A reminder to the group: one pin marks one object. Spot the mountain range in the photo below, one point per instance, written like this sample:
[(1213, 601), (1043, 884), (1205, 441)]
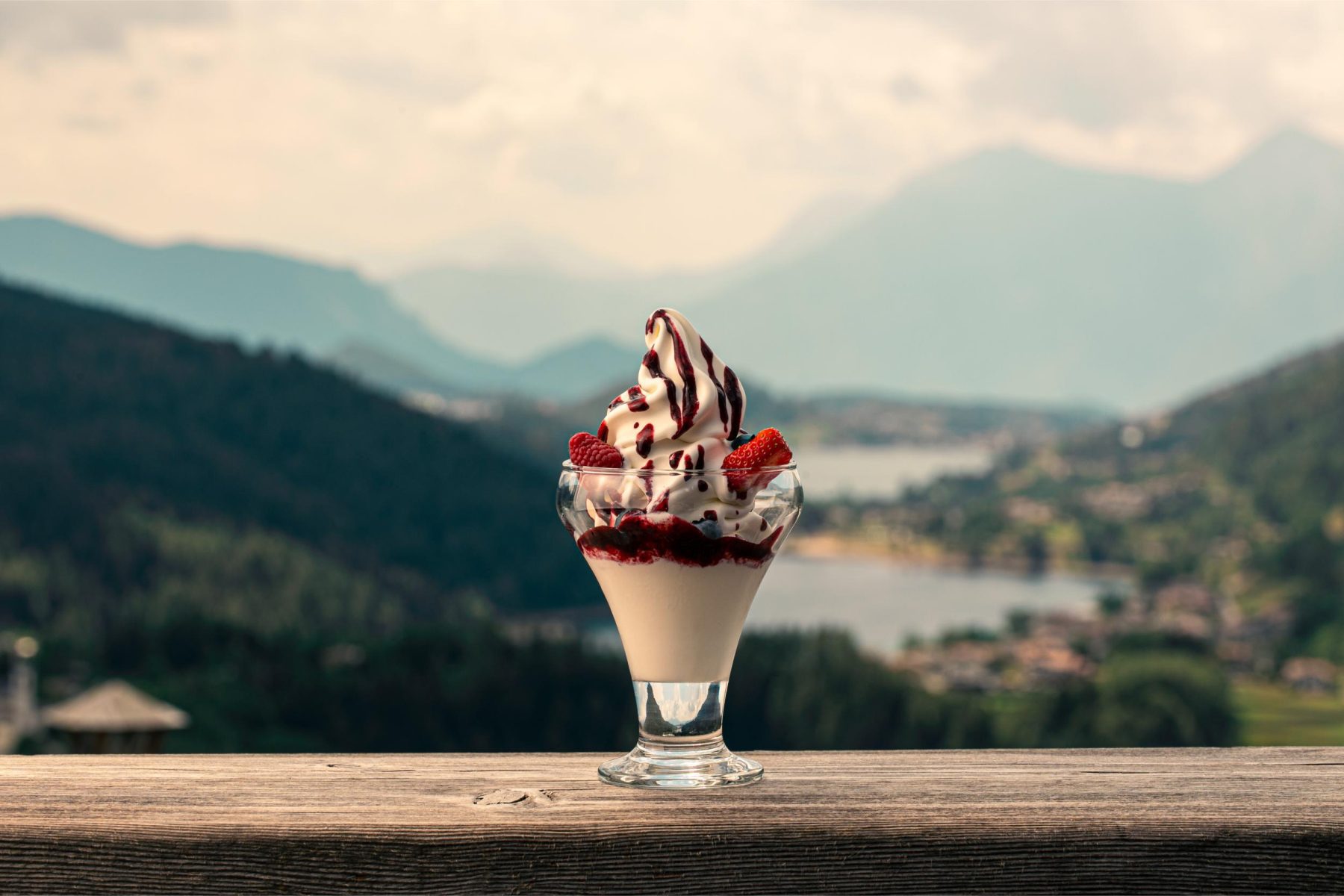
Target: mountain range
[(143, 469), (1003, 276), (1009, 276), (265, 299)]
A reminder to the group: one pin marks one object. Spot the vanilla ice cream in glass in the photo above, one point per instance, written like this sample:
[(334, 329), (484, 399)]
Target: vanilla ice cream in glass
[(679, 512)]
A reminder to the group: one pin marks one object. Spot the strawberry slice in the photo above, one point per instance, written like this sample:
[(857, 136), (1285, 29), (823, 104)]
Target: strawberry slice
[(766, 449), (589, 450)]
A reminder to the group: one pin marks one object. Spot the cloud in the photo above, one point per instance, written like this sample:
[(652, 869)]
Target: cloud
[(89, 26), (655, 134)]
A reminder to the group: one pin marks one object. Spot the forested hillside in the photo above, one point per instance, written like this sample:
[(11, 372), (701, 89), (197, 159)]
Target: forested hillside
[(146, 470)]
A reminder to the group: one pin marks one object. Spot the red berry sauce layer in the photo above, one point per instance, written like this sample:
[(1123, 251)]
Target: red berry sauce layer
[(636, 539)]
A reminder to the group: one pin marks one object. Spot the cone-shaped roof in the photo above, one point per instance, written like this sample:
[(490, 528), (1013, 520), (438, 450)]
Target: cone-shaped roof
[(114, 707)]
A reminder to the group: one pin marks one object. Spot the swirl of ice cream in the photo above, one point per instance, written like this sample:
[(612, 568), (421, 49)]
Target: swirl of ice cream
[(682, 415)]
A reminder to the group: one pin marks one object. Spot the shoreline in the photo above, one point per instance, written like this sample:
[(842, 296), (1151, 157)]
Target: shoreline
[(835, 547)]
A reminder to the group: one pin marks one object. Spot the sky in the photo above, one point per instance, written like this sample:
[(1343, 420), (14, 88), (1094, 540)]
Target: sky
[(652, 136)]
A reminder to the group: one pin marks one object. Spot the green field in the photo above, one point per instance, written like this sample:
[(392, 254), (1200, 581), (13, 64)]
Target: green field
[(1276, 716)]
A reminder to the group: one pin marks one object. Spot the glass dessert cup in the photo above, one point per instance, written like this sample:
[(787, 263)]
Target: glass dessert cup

___

### Instruction
Reproduce the stretch of the listing from the line containing "Spot the shoreline" through the end of the listing, changing "sample" to "example" and leaving everything else as it is.

### Response to this task
A reminder to the group: one pin marks one object. Spot the shoreline in the photo above, one point per instance, written like this example:
[(842, 296), (1151, 157)]
Target: shoreline
[(835, 547)]
A reminder to the group: one pin marks one object. Spot the sky in the photo above, one point per instance, written like this example:
[(1343, 420), (14, 88), (1094, 540)]
Target: sky
[(652, 136)]
A reminder to the group: one pin marks one object. Spot the green field in the photo above, one point per instance, written like this example:
[(392, 254), (1200, 581), (13, 64)]
Target: green field
[(1276, 716)]
A reminder to the group: one pin marks one object. Spot the glass dessert cup in the photo above, one point per instance, written like this example:
[(787, 263)]
Target: glass dessert cup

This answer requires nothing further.